> **Task**
Pictures are not part of the copy; reproduce the remaining data exactly.
═══ Provided entries ═══
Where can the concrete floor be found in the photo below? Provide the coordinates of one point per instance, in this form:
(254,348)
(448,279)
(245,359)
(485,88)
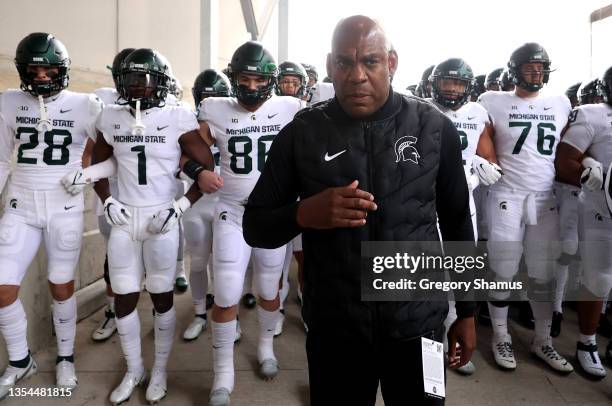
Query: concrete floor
(100,367)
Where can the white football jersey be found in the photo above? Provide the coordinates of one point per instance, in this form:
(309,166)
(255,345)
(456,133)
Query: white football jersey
(244,138)
(45,156)
(470,121)
(320,92)
(108,95)
(527,132)
(147,162)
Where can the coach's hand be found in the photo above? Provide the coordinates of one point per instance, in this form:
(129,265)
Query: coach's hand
(462,332)
(344,206)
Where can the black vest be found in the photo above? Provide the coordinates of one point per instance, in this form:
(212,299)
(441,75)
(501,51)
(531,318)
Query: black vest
(395,156)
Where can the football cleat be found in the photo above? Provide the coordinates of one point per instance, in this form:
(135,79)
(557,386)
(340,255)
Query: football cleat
(195,328)
(65,375)
(219,397)
(547,353)
(12,375)
(157,388)
(503,352)
(589,361)
(268,368)
(107,328)
(130,381)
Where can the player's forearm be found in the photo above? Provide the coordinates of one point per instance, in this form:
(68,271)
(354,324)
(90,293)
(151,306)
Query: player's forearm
(102,189)
(193,194)
(194,147)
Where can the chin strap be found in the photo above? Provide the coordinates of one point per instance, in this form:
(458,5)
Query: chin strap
(138,127)
(44,124)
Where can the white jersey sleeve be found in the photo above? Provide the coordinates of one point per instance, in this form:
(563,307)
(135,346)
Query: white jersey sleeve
(581,130)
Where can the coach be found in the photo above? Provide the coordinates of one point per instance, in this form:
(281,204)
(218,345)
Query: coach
(368,165)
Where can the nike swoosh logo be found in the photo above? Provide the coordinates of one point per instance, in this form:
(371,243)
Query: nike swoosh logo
(330,157)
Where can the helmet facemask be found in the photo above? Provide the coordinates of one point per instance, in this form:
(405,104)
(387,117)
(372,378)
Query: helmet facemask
(58,79)
(451,92)
(249,96)
(150,88)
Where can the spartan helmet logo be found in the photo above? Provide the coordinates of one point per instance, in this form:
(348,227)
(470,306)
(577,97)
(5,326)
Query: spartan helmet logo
(404,150)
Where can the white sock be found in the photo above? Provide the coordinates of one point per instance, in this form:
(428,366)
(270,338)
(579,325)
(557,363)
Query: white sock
(180,269)
(199,283)
(14,328)
(542,316)
(110,302)
(223,354)
(165,324)
(267,325)
(64,320)
(499,319)
(562,273)
(128,328)
(587,339)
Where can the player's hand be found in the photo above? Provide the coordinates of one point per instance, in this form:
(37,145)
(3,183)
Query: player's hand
(344,206)
(463,333)
(488,172)
(473,182)
(209,181)
(166,219)
(592,176)
(74,182)
(116,214)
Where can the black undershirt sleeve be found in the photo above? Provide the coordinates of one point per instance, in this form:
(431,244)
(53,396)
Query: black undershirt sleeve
(452,204)
(270,213)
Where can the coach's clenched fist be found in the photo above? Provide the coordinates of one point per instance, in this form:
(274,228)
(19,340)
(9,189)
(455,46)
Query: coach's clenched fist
(344,206)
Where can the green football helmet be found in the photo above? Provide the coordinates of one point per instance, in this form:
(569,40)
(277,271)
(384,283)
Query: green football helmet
(145,76)
(252,58)
(115,68)
(42,49)
(288,68)
(493,79)
(530,52)
(456,70)
(210,83)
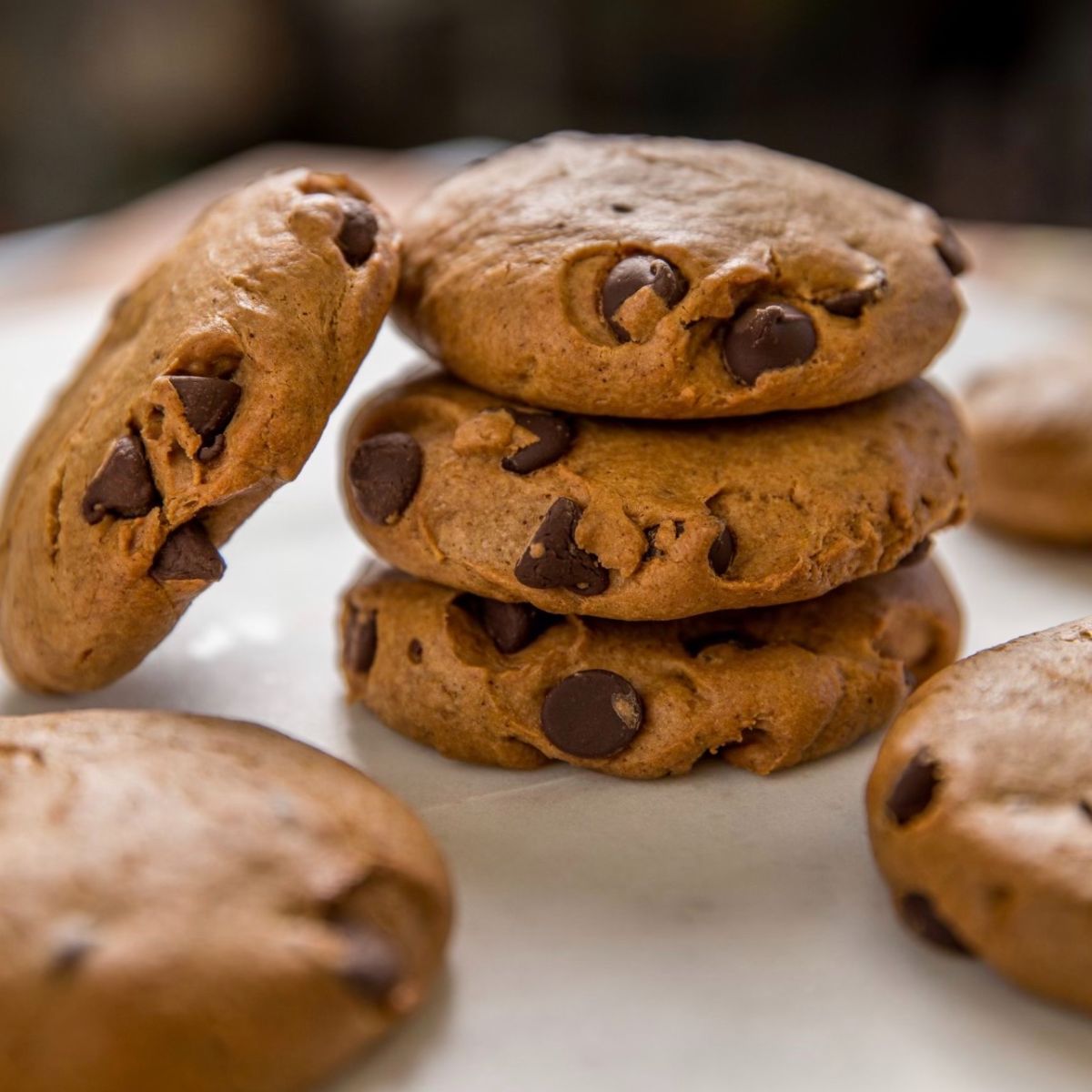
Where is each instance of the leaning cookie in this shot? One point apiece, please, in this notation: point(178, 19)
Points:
═══
> **Answer to this exercise**
Where can the concrete floor be found in the photo below? Provide the coordinates of one point per instance, in this form:
(254,348)
(448,279)
(245,359)
(485,88)
Query: concrete floor
(100,367)
Where can the white football jersey be found in the photo above? Provide the coordinates of one point per instance, in this form:
(309,166)
(255,345)
(456,133)
Query: white football jersey
(244,138)
(45,156)
(470,121)
(320,92)
(108,95)
(527,132)
(147,162)
Where can the coach's hand be found in the photo above? Provide the coordinates of one point per instance, in this form:
(129,265)
Query: coach's hand
(462,332)
(344,206)
Where can the black vest be found in the photo above? Provide the coordinates of one point per instance, in this form:
(212,299)
(441,75)
(501,51)
(531,318)
Query: black vest
(395,156)
Where can the football cleat be found in the photo above? Provide the coordinates of one point per instance, in this form:
(135,79)
(557,386)
(340,255)
Query: football cleat
(195,328)
(65,375)
(219,397)
(547,353)
(12,375)
(157,388)
(503,352)
(589,361)
(268,368)
(107,328)
(130,381)
Where can the player's forearm be found in the photo above? Provide the coordinates of one point per instance, in this form:
(68,271)
(354,324)
(90,293)
(151,306)
Query: player's forearm
(102,189)
(193,194)
(194,147)
Where can the chin strap be found in the photo above? Provide the coordinates of one point per instance, in this form:
(458,5)
Query: chin strap
(138,127)
(44,124)
Where can the white jersey sleeve be found in the photo above? Provide the coordinates of one point per instance, in this form:
(563,307)
(135,346)
Query: white jersey sleeve
(581,130)
Where can the coach be found in the photo above? Provide the coordinates of one point per instance, in this form:
(281,204)
(218,345)
Query: coach
(368,165)
Where can the nike swoosh logo be found in the photo above? Provide the coordinates of one point per instance, in this form:
(371,243)
Query: nike swoosh logo
(330,157)
Where can the helmet facemask be found in the photo above? Provide the coordinates of one point per instance, in this form:
(405,104)
(387,117)
(372,378)
Query: helmet facemask
(58,79)
(451,92)
(249,96)
(150,88)
Where can the spartan helmet logo be found in the photo above? Provide the coordinates of one point per instance, in this form:
(348,227)
(470,306)
(577,97)
(5,326)
Query: spartan helmet logo
(404,150)
Where can the white sock be found in the photo above? Provide the coordinates of one point per instance, in this form:
(428,366)
(270,338)
(579,325)
(557,363)
Query: white sock
(180,269)
(199,283)
(14,328)
(542,316)
(110,302)
(223,354)
(165,324)
(267,325)
(64,320)
(499,319)
(562,273)
(128,328)
(587,339)
Where can the player's hand be found in the photo above? Provide the coordinates of one point per instance, in this form:
(37,145)
(3,183)
Query: player's hand
(344,206)
(463,333)
(488,172)
(473,182)
(209,181)
(166,219)
(592,176)
(74,182)
(116,214)
Where can the black undershirt sleeve be found in the photo above? Provide the coordinates of one point per instance, in this form:
(431,244)
(53,396)
Query: black undershirt sleeve
(452,204)
(270,213)
Where can the coach's clenched fist be found in the photo above? Provide the coordinates of one point per instance, in this form:
(274,228)
(19,340)
(9,189)
(455,46)
Query: coach's clenched fist
(344,206)
Where can the green football helmet be found in the photo above? Provide the coordinates of one point per instance, in this form:
(569,40)
(277,271)
(384,283)
Query: green football helmet
(145,76)
(252,58)
(115,68)
(42,49)
(288,68)
(493,79)
(530,52)
(456,70)
(210,83)
Where is each instance of the leaning cookie in this shot? One point apiece, please, in this notation: point(178, 19)
Points:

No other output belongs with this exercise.